• DATASET RECORDS:
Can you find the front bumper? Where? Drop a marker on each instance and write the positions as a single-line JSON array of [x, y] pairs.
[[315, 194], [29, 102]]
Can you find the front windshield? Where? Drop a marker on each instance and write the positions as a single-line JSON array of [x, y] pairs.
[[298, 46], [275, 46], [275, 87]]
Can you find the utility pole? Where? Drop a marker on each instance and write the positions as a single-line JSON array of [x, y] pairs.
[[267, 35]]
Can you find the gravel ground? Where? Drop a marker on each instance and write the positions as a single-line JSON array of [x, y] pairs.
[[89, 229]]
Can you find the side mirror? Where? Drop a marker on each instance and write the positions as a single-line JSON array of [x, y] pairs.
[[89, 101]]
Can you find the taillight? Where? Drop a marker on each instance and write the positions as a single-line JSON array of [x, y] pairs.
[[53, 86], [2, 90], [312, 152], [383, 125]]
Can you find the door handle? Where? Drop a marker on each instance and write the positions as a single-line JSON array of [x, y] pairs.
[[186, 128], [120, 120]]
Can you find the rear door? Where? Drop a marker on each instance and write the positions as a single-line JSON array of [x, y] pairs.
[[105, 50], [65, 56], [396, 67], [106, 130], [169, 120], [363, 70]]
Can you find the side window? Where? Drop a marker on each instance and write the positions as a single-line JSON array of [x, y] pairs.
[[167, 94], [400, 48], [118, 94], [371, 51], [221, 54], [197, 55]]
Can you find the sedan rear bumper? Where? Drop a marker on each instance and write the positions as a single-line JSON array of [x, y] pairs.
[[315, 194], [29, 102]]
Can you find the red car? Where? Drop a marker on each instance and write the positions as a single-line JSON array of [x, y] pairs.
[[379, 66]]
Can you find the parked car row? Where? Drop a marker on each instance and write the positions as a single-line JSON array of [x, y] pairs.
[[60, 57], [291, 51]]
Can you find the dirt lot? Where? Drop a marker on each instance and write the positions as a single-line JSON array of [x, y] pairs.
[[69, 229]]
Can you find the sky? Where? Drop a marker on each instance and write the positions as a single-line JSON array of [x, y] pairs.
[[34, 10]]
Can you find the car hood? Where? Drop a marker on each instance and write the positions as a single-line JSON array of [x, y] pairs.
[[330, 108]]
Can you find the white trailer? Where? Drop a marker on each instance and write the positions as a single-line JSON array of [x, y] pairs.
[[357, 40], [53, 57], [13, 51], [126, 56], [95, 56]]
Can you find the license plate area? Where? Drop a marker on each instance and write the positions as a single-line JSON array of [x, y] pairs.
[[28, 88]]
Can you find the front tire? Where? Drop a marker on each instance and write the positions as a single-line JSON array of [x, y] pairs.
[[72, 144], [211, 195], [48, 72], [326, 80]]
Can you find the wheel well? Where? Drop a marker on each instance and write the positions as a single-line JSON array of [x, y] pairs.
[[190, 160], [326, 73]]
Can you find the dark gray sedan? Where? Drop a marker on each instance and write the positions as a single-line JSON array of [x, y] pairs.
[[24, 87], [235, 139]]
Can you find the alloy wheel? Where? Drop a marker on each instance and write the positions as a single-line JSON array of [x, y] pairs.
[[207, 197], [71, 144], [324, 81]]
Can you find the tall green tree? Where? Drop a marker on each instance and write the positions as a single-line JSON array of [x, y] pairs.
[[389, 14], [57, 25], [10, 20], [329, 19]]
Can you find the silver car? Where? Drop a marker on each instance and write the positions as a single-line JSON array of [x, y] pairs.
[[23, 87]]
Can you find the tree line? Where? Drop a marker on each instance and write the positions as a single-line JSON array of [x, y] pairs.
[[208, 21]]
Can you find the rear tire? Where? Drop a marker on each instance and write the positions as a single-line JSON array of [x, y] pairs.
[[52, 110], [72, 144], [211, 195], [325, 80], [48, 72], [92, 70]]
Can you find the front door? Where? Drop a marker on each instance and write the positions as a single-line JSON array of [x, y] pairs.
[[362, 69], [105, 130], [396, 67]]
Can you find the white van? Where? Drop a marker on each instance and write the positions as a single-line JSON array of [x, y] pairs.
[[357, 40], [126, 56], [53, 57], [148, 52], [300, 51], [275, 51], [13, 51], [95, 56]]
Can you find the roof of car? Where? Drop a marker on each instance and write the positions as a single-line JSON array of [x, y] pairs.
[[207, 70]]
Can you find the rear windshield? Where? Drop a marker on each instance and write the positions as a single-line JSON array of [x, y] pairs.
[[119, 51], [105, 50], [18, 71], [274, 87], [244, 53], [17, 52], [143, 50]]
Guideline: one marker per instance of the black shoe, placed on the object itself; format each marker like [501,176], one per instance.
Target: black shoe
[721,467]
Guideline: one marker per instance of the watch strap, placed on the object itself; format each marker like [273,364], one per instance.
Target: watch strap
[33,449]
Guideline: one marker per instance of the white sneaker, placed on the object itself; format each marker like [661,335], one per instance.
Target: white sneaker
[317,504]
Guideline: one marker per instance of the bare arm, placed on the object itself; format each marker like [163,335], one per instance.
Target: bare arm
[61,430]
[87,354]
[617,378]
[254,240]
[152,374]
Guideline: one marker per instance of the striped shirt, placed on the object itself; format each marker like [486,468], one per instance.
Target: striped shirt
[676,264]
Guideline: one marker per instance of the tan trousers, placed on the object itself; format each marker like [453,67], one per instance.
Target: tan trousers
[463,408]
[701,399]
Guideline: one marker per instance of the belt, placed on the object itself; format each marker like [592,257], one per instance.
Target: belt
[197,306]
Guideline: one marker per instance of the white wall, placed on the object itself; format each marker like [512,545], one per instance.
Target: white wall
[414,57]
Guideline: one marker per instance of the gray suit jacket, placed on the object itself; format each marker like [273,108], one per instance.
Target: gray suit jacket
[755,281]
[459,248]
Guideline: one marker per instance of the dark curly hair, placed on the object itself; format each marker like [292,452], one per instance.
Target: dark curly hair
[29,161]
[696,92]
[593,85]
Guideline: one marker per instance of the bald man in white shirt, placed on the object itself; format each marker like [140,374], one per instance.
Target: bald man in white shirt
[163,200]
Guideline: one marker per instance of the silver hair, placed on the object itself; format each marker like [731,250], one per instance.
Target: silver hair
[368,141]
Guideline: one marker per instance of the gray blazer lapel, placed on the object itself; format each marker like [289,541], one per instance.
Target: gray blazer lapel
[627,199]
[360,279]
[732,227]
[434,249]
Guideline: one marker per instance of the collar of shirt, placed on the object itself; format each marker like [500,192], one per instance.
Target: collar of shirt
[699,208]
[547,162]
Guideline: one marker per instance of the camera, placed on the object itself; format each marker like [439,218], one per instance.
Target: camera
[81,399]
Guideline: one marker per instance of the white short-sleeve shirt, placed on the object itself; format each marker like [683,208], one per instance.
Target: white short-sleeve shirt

• TASK DETAILS: All lines above that contain "short" are required in the answer.

• SOLUTION FOR THIS TASK:
Guideline: one marker per instance of the white short-sleeve shirt, placed on the object itself; format each marker like [683,208], one per instance.
Target: white short-sleeve shirt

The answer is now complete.